In the material beneath, how many lines contain the word "driveway"? Give the count alone.

BEGIN EXERCISE INPUT

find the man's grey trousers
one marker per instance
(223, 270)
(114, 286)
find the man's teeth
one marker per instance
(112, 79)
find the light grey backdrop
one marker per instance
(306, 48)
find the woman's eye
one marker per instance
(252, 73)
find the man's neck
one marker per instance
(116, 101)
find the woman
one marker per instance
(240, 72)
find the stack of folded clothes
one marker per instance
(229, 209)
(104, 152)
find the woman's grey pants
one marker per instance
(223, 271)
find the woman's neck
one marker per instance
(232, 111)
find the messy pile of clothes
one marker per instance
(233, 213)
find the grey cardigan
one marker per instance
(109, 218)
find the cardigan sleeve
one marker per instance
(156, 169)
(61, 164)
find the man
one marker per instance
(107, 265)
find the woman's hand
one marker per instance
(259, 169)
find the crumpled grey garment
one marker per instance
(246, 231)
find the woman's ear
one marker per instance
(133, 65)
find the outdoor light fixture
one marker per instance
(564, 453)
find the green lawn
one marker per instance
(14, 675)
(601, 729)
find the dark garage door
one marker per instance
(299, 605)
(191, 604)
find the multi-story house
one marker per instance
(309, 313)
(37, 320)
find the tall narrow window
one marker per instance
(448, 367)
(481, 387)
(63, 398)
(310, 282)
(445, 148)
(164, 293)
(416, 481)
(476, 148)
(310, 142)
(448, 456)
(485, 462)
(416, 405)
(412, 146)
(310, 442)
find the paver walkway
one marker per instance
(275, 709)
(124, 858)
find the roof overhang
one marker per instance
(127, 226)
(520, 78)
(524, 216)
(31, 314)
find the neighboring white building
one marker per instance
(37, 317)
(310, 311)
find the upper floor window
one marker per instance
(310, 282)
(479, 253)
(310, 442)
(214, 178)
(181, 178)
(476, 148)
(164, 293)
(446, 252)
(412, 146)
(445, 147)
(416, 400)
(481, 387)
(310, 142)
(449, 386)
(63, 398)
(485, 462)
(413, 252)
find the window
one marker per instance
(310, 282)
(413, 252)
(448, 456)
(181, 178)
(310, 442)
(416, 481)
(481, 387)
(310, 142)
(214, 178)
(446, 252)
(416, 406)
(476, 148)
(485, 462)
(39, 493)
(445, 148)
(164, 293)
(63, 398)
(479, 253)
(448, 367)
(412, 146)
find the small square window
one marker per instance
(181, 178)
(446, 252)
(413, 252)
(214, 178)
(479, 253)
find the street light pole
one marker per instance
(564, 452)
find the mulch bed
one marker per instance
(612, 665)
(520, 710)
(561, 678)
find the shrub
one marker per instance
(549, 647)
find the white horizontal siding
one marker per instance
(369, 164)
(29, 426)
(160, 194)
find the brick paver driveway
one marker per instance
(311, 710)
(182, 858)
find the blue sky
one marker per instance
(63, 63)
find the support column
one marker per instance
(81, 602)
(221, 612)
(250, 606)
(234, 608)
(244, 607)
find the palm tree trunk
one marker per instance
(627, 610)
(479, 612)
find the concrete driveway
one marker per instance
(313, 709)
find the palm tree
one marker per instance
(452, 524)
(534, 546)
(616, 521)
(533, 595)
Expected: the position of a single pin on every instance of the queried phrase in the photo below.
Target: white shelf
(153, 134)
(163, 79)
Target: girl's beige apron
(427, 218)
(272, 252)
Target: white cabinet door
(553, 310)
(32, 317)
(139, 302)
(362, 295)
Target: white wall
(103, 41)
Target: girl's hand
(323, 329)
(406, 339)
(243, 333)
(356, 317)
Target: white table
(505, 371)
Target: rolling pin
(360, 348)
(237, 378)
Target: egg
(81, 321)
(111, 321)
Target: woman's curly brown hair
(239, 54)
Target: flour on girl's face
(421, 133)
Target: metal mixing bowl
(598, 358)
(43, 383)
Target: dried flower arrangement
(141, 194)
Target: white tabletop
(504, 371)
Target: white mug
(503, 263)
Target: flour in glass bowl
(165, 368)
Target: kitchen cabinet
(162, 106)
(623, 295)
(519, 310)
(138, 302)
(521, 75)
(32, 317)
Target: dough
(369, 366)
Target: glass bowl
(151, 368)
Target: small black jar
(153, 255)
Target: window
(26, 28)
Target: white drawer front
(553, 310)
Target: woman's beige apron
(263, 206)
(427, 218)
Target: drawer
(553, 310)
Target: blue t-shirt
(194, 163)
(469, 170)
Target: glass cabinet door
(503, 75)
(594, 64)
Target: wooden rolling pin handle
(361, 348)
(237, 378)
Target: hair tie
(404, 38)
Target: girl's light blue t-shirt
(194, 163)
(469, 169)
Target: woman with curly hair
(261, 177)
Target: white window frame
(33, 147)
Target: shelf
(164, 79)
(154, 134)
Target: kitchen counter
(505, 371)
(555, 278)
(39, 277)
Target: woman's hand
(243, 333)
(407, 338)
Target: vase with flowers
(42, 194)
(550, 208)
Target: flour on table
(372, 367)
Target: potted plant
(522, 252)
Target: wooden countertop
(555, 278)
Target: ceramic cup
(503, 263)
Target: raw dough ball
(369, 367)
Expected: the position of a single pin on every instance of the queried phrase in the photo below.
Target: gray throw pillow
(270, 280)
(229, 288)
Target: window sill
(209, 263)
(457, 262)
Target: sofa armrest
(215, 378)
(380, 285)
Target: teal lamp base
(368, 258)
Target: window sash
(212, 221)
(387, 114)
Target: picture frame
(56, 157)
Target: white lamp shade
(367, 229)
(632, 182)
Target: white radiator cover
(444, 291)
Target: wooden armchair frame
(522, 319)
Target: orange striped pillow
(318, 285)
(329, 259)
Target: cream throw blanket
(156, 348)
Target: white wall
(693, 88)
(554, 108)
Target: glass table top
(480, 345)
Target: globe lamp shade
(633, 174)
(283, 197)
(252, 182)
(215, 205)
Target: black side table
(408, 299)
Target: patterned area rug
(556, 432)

END EXERCISE INPUT

FINAL ANSWER: 2